- TO BE DONE: Output every one of the entries below verbatim, line for line, but omit the pictures.

[Rows taken from a dataset]
>>>

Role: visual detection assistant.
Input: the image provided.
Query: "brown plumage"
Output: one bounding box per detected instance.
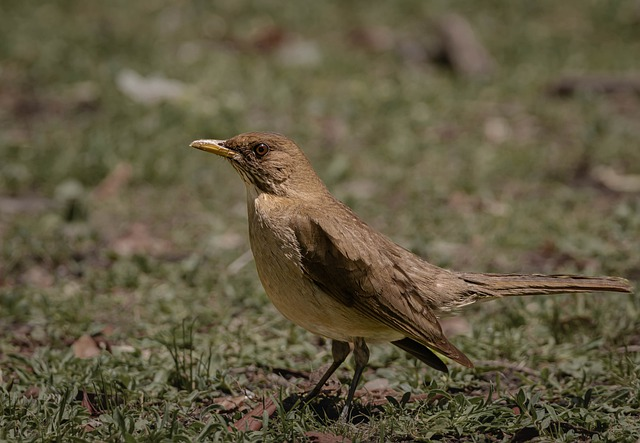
[191,133,631,418]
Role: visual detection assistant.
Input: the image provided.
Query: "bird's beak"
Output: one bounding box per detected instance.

<<<

- FULL RESPONSE:
Role: visual detection assistant.
Input: the image provided.
Query: "brown plumage"
Output: one bounding box per detected instance.
[191,133,631,418]
Role: visual detection assistant.
Input: the image provided.
Query: "bird's beak"
Output: one bounding box per detected instance.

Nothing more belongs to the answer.